**Task statement:** Look through the records, and whenever a line includes the word "example", copy it.

**Data records:**
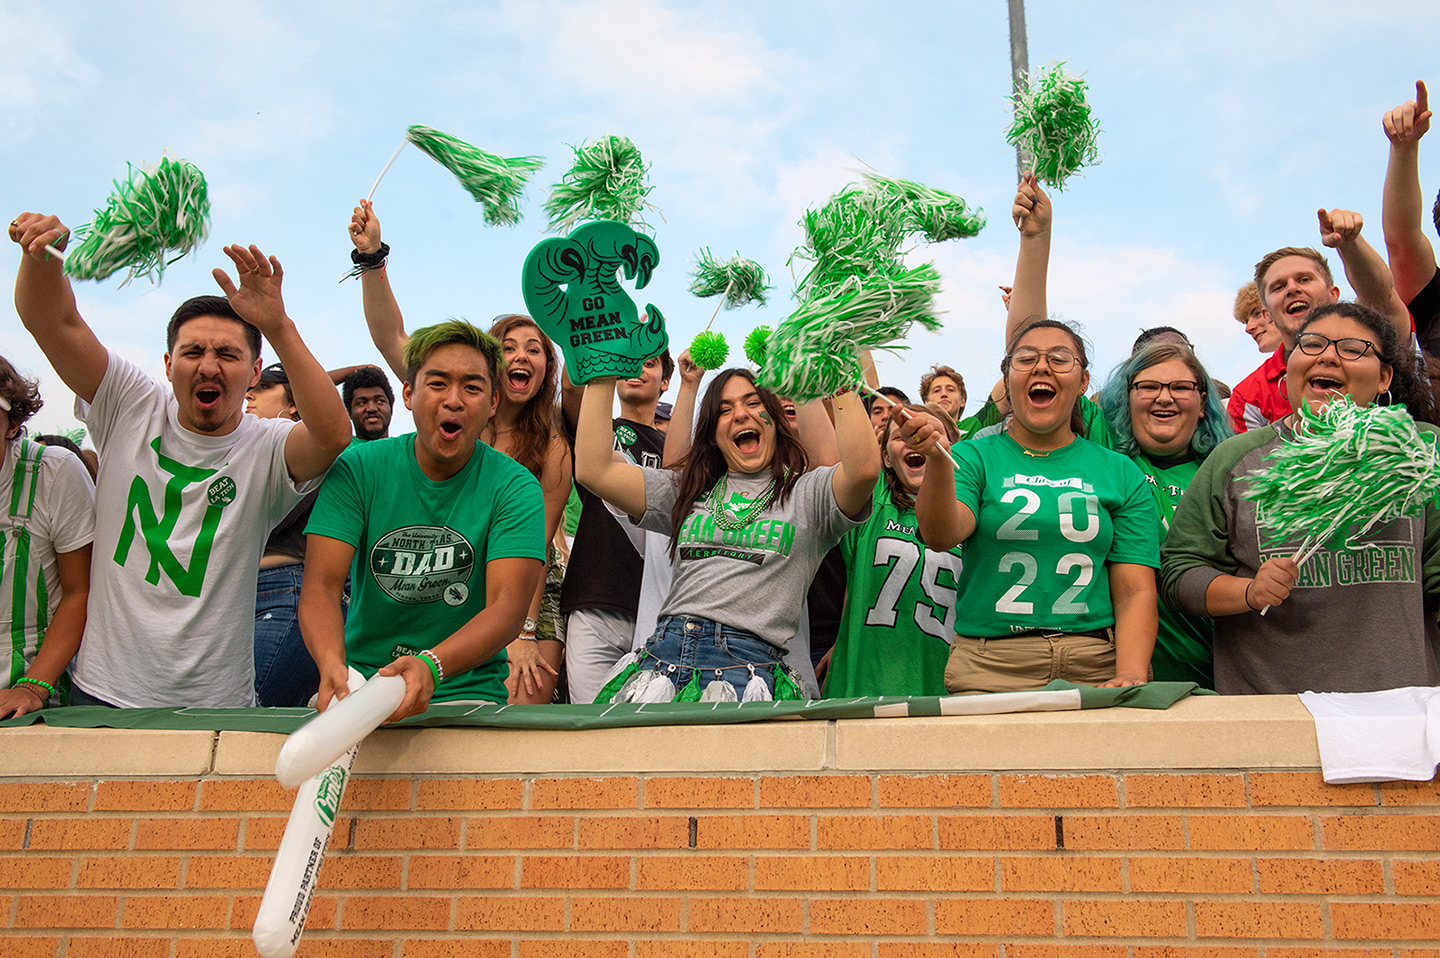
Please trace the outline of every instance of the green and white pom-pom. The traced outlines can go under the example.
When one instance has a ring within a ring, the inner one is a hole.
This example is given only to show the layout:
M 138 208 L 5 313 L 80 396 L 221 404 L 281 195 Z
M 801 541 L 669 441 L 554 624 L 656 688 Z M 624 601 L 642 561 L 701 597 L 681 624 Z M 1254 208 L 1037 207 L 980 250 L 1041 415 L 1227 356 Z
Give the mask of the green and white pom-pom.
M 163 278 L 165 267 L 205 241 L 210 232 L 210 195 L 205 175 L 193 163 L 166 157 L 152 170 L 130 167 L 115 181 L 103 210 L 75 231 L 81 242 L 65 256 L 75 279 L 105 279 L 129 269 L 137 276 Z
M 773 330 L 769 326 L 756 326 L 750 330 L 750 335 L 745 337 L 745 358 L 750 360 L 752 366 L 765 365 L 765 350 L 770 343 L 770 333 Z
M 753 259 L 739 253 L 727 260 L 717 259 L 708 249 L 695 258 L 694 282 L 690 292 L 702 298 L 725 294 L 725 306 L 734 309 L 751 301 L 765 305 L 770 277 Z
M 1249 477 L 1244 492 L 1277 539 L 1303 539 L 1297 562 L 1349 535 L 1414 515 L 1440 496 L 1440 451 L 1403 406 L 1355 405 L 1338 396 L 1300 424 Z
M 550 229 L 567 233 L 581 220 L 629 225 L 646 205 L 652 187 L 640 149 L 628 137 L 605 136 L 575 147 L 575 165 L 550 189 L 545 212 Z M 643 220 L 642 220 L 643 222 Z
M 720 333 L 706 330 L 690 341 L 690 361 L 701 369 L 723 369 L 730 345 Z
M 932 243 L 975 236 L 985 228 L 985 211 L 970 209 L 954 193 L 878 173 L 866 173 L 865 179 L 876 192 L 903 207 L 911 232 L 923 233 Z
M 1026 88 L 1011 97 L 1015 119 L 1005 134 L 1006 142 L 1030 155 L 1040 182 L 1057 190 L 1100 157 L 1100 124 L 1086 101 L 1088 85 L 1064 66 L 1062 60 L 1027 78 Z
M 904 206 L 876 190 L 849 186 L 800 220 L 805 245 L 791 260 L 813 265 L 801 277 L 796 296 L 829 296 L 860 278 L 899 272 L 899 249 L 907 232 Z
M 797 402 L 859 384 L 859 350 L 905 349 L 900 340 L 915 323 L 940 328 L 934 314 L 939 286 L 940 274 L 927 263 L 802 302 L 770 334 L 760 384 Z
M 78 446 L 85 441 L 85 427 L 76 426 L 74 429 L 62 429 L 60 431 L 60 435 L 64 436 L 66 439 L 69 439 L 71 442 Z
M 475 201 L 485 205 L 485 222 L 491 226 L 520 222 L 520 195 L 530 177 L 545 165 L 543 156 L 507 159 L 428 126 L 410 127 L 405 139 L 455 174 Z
...
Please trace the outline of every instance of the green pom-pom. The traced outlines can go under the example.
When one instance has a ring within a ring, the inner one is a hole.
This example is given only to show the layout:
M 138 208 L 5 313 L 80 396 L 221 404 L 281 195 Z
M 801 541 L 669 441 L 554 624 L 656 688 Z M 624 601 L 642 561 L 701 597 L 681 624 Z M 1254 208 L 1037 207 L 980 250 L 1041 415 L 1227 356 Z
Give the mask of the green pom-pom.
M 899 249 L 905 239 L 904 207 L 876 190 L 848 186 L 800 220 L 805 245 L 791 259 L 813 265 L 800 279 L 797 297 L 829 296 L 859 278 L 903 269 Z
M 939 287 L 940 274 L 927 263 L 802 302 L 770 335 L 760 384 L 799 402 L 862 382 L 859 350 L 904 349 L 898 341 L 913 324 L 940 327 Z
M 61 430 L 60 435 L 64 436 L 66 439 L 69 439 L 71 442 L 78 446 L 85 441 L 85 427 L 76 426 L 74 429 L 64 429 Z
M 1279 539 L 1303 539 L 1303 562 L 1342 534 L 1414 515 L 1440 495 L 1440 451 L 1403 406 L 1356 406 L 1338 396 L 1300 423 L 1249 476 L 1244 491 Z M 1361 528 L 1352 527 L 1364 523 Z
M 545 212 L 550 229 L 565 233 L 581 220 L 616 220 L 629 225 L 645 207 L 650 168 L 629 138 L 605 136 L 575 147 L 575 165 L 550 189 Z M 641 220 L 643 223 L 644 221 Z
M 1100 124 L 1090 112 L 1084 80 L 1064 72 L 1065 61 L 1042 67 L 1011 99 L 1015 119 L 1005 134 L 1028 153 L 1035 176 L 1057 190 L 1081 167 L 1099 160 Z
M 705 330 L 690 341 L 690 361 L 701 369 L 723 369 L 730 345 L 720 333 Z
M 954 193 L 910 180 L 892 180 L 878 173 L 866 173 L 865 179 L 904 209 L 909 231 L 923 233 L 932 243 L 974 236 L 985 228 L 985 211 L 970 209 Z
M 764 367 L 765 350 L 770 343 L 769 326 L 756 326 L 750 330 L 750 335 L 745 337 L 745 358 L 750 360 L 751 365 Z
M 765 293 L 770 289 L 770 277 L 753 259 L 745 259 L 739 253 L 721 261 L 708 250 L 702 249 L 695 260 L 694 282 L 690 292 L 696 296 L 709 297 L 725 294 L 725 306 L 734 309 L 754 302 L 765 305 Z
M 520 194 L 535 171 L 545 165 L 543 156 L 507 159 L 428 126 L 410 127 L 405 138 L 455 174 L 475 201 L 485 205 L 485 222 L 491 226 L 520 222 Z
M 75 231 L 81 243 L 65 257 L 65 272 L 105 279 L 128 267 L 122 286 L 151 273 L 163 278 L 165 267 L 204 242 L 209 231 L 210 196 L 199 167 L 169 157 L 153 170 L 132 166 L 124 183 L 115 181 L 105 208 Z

**Answer area:**
Please trace the outline of every instance of the green and white pom-pom. The traced outlines can go under the example.
This example is given only to show the layout:
Please trace the outline of every instance of the green pom-pom. The traced outlines can go under the example.
This example is given only to show the layout:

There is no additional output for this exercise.